▸ **What to work on**: Reproduce verbatim every line from the one that includes "Mark a dot on every instance of the sunglasses" to the closing line of the entries; omit everything before it.

[[ Dataset content open ]]

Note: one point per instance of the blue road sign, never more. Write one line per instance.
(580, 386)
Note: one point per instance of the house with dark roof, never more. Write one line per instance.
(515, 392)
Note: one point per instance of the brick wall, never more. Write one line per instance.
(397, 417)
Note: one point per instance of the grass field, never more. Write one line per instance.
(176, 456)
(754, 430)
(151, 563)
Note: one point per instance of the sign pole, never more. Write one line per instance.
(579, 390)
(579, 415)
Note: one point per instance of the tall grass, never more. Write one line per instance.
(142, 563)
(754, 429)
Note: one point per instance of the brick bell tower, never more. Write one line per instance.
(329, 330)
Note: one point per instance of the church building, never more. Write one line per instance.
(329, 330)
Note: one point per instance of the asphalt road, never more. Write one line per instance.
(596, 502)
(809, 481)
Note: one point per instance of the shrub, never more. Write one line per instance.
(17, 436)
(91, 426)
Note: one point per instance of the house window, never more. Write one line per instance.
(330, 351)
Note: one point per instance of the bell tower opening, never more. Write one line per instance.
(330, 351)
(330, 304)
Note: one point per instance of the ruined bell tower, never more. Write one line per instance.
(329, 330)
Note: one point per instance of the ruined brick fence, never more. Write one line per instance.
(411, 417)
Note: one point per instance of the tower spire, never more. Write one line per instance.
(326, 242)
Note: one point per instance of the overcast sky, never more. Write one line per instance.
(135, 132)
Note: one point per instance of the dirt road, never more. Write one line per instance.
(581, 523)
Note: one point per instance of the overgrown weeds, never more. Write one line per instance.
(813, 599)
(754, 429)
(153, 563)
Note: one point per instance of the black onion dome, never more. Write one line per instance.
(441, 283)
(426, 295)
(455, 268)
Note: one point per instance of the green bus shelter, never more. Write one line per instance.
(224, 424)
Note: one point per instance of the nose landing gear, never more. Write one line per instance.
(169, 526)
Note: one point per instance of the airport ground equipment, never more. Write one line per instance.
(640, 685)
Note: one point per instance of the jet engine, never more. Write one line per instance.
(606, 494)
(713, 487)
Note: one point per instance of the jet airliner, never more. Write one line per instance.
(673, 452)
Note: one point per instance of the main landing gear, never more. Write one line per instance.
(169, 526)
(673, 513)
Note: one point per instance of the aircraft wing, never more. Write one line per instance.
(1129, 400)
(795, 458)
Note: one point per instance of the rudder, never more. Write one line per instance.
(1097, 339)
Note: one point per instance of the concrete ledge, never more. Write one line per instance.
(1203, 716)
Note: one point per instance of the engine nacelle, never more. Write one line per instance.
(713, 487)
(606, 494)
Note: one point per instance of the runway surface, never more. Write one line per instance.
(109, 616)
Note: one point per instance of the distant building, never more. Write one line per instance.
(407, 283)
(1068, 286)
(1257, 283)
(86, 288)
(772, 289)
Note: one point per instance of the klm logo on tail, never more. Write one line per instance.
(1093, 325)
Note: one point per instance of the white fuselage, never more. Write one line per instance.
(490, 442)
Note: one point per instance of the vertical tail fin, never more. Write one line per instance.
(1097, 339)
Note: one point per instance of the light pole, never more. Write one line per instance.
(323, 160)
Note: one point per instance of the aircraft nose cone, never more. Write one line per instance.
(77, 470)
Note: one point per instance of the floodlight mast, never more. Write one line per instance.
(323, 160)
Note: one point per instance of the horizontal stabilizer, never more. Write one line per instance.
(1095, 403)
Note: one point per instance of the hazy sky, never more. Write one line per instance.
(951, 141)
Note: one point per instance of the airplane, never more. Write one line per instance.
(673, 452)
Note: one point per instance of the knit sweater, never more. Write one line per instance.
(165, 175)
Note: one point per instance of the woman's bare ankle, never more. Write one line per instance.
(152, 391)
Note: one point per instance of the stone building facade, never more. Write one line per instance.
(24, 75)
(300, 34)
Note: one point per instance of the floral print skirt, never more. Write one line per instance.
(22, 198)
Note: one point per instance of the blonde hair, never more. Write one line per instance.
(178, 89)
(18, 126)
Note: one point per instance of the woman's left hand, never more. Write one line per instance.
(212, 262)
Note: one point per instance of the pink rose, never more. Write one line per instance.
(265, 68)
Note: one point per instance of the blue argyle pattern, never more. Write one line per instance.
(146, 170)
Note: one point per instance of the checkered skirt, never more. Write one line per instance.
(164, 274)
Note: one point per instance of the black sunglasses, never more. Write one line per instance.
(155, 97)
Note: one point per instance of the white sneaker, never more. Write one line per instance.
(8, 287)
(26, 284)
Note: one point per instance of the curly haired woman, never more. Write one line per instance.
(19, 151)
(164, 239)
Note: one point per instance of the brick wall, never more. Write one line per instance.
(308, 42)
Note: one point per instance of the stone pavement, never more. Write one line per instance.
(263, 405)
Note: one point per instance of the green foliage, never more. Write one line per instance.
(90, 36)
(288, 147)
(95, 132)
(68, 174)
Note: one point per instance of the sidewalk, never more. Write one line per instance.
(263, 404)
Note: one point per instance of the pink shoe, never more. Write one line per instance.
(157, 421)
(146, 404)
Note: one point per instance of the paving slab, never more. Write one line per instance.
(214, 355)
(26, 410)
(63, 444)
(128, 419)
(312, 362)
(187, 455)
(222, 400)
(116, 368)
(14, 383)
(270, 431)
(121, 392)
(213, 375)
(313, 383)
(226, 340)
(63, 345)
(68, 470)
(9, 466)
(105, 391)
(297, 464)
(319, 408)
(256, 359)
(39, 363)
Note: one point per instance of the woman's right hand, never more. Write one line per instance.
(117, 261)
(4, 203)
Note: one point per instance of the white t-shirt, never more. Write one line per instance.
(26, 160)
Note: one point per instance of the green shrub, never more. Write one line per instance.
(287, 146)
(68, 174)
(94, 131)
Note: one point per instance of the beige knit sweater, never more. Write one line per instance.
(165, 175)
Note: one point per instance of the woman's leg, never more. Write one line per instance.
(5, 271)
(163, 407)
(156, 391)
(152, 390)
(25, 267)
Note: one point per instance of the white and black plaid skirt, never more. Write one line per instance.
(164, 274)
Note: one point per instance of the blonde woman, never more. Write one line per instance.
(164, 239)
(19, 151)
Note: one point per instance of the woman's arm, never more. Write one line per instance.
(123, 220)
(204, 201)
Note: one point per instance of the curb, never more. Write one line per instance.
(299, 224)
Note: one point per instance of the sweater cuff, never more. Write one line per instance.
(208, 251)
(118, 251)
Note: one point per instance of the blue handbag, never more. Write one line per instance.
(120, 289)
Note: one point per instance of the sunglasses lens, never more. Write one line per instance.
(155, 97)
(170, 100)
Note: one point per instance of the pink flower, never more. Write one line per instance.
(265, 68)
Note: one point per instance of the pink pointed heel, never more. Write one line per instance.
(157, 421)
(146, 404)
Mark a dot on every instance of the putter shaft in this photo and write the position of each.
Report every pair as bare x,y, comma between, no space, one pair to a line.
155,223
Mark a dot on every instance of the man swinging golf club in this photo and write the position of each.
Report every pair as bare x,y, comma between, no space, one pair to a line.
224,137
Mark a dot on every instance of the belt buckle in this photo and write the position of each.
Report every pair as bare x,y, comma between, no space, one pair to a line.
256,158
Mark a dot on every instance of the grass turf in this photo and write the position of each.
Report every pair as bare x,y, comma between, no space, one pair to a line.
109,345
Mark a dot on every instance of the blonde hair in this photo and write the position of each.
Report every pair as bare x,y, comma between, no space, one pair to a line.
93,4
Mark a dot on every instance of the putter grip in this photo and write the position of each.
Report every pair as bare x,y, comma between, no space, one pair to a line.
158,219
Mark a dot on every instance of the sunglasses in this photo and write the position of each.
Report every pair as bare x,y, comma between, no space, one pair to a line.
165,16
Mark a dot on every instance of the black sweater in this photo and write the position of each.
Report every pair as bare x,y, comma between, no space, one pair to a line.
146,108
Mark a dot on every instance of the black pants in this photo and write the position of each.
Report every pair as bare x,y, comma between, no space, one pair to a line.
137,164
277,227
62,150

[[ Dataset content closed ]]

▸ **Response to the task**:
Mark a dot on every instance of the sunglasses in this photo and write the position of each.
Report every pair as bare x,y, comma between, no space, one pair to a line.
165,16
Mark a dot on every instance of the black sweater in this photo and write the position of each.
Report every pair as bare x,y, comma between, no space, one pair to a line.
146,108
Mark a dot on every instance of the black pants in this photo and write the position of each.
Report every pair as bare x,y, comma between, no space, one pair to a line.
137,164
277,227
62,150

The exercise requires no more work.